- [Challenge]: Write out again only the lines between the one with "target | antelope with curved horns" and the end of the records below, both ends counted, and don't include the pictures.
------ Materials provided
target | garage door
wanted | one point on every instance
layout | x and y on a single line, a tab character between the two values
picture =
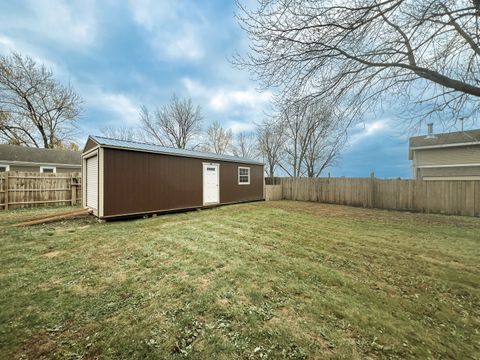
92	182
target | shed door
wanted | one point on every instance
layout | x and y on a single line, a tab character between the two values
211	184
92	182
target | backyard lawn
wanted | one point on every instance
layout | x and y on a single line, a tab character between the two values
272	280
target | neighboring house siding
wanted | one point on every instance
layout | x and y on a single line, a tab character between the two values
24	168
37	168
448	156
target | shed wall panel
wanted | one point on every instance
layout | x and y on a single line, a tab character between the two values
140	182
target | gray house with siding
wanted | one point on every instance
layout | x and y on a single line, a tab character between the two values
446	156
21	158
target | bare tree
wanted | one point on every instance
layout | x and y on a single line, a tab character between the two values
245	145
218	138
292	120
37	110
270	140
176	124
356	54
313	138
123	133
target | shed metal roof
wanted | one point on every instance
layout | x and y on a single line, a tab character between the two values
133	145
36	155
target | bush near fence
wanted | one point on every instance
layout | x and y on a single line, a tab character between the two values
29	189
451	197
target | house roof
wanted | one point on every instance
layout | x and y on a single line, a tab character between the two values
138	146
452	139
14	153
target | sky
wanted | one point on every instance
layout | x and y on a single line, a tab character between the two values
122	55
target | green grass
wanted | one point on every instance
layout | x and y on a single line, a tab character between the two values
264	280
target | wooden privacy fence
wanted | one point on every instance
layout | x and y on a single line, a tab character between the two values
27	189
444	196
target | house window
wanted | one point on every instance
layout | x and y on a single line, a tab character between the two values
243	175
48	169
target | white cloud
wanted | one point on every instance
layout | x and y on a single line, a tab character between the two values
175	29
238	126
125	112
369	129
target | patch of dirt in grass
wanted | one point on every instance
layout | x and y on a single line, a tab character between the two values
204	283
50	283
39	346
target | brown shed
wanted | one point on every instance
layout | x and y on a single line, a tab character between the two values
125	178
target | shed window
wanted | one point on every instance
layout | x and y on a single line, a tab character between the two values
243	175
48	169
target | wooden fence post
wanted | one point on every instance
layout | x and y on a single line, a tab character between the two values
6	190
74	193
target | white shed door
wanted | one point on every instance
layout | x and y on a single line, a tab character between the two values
92	182
211	184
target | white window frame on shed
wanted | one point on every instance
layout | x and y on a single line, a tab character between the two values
54	168
244	168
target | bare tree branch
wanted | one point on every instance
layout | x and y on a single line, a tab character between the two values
175	124
357	55
218	138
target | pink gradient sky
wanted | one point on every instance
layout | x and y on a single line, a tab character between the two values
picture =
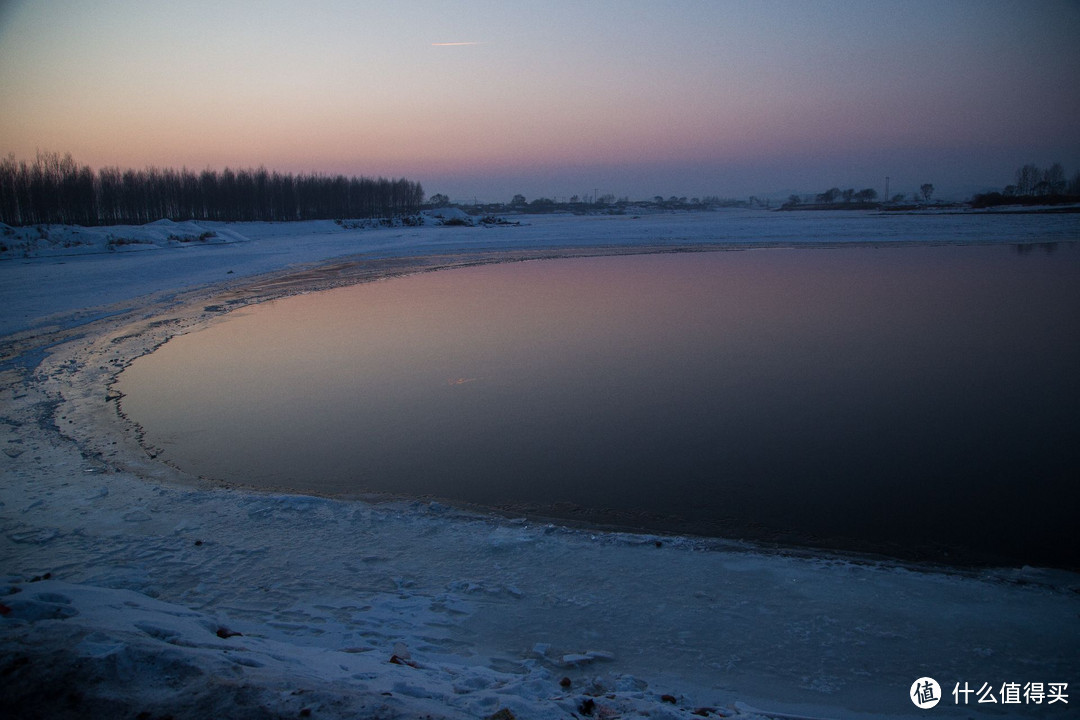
554	98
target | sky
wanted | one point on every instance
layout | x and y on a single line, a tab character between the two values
483	100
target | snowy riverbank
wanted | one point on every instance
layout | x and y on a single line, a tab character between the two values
131	588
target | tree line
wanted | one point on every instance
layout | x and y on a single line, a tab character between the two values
1035	186
54	189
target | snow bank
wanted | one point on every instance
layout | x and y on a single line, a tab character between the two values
129	588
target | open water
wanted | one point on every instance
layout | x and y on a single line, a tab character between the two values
914	401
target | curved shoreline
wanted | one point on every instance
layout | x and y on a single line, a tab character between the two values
88	506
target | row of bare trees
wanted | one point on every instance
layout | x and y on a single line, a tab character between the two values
1038	181
54	189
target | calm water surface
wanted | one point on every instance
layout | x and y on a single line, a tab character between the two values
921	402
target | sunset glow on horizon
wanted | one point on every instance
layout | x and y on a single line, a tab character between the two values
484	99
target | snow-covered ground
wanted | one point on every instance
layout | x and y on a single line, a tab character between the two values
126	588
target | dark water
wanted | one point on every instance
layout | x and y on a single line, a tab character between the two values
919	402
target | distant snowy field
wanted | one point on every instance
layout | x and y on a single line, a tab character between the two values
125	588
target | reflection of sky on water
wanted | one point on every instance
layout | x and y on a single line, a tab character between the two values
908	395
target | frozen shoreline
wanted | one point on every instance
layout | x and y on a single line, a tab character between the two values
482	613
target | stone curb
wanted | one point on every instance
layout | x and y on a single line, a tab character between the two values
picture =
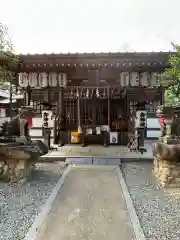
139	234
34	229
123	159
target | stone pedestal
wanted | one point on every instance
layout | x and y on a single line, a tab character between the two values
166	164
15	165
167	173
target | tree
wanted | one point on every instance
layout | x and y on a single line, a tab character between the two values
171	77
8	59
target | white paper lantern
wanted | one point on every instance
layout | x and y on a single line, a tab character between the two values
62	79
53	79
43	80
23	80
144	79
154	79
124	79
33	79
134	79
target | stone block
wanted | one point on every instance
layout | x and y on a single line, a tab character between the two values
79	160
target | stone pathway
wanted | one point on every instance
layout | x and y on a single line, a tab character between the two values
90	205
99	151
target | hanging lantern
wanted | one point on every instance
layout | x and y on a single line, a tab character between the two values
23	80
62	79
154	80
53	79
134	79
144	79
33	79
97	93
124	79
43	80
87	93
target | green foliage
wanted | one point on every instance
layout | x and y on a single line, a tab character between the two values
171	77
8	59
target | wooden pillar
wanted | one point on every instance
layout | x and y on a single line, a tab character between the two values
61	116
109	109
78	112
47	131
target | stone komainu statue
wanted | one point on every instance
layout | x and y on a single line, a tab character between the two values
19	127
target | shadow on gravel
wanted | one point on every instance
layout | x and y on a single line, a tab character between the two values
158	209
21	204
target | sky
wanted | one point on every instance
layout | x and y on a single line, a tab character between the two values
46	26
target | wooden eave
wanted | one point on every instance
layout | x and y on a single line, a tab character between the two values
95	60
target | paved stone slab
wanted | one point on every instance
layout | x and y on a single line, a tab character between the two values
80	160
107	161
97	152
90	205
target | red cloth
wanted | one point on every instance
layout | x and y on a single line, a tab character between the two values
162	123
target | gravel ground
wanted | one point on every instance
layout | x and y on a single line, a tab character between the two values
158	209
93	208
19	205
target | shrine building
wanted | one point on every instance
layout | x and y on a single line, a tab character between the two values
92	90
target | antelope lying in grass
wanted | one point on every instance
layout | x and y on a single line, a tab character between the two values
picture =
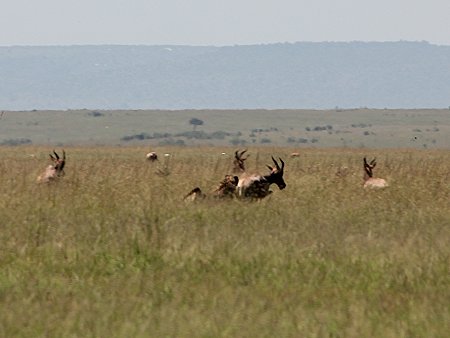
152	156
238	162
55	170
257	186
369	180
226	189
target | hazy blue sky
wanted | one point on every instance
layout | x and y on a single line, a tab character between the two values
221	22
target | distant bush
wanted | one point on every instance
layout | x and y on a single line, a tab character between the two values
172	142
15	142
139	137
145	136
238	141
95	114
360	125
201	135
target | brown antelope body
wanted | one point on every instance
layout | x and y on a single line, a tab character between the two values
369	180
257	186
55	170
152	156
239	161
226	189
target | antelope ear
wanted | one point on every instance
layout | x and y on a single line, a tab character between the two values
276	164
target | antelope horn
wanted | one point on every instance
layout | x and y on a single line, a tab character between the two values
276	164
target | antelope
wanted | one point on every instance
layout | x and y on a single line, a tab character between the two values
55	170
152	156
226	189
238	162
257	186
369	181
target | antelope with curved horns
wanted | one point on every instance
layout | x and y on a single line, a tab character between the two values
238	162
55	170
369	180
257	186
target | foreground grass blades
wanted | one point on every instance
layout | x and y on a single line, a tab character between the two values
112	250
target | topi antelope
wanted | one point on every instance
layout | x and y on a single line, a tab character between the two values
257	186
152	156
238	162
369	181
55	170
226	189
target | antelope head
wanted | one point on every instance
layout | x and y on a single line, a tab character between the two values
276	174
257	186
368	168
369	180
239	159
54	170
152	156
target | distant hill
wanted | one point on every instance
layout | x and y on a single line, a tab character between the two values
288	75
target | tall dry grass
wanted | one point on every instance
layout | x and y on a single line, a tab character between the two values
112	250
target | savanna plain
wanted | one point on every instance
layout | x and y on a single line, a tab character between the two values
112	250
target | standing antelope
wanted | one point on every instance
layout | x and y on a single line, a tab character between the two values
257	186
369	181
55	170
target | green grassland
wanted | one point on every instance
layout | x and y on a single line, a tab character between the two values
111	250
355	128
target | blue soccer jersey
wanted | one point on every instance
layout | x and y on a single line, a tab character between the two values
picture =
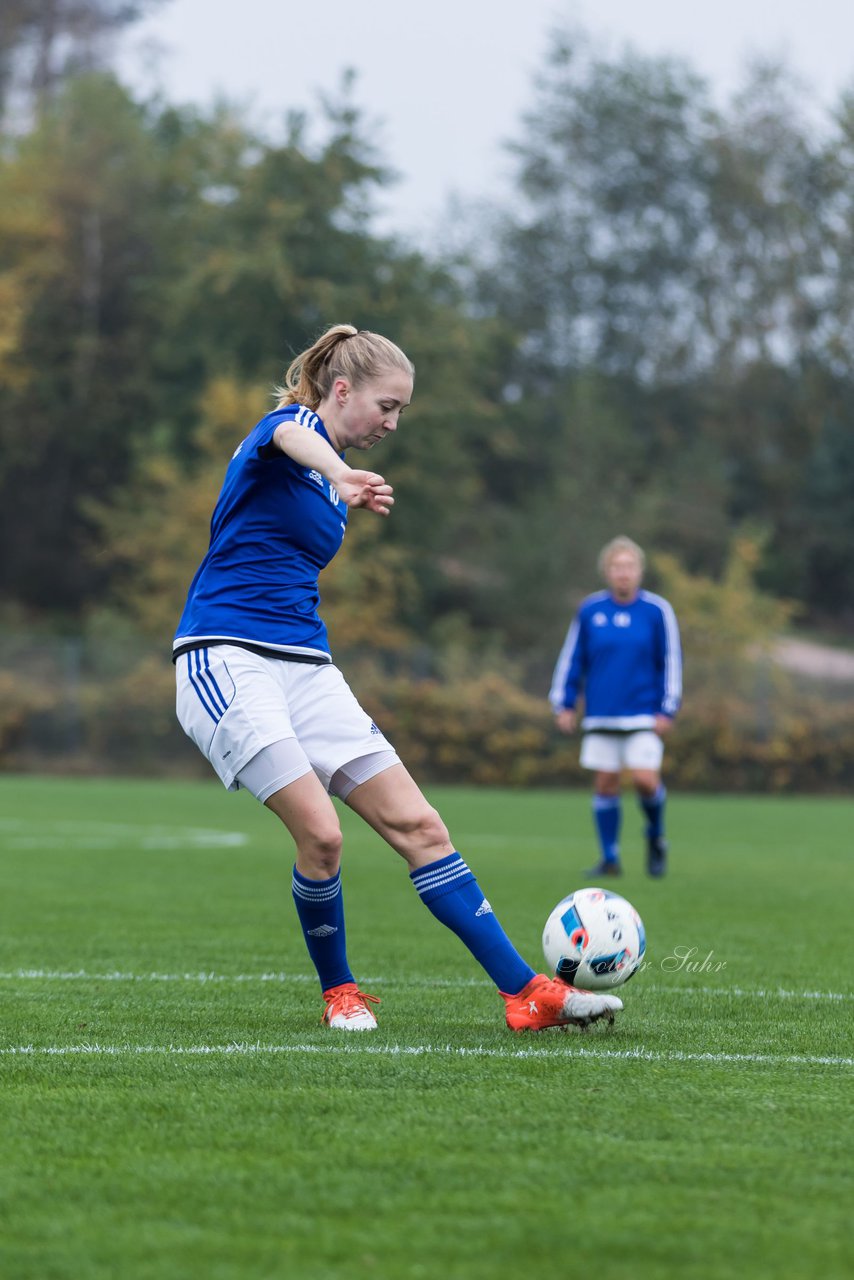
------------
- [Result]:
target | antelope with curved horns
wanted | one point on every instance
layout | x and y on a single line, a tab character between the two values
238	162
55	170
369	180
257	186
target | foreground grass blades
wanted | one point on every instance
layout | x and y on a single line, a tab character between the two values
112	250
target | topi antelope
wanted | one point on every instance
layout | x and y on a single line, a tab character between the two values
257	186
152	156
238	162
369	181
55	170
226	189
target | antelope head
wanted | one point on every instance
layout | x and y on a single line, a tab character between the two values
276	174
257	186
368	168
369	180
239	159
54	170
152	156
target | distant hill
wanted | one point on every instance
layout | x and y on a single line, a tab character between the two values
288	75
target | tall dry grass
wanted | one point on every instance
layout | x and y on a single line, a tab character between the two values
112	250
target | savanna plain
wanted | one point on every instance
layout | x and y on a single line, a tab character between the two values
112	250
target | standing antelope
wanted | one point on every instance
layout | x and y on a single line, a tab character between the two values
257	186
369	181
55	170
target | green grassland
wanted | one point on every instance
layout | x and y on a single line, a tab character between the two values
111	250
355	128
target | blue soccer jersey
wanted | one point on every instance
layout | x and y on a single line, a tab character between the two values
picture =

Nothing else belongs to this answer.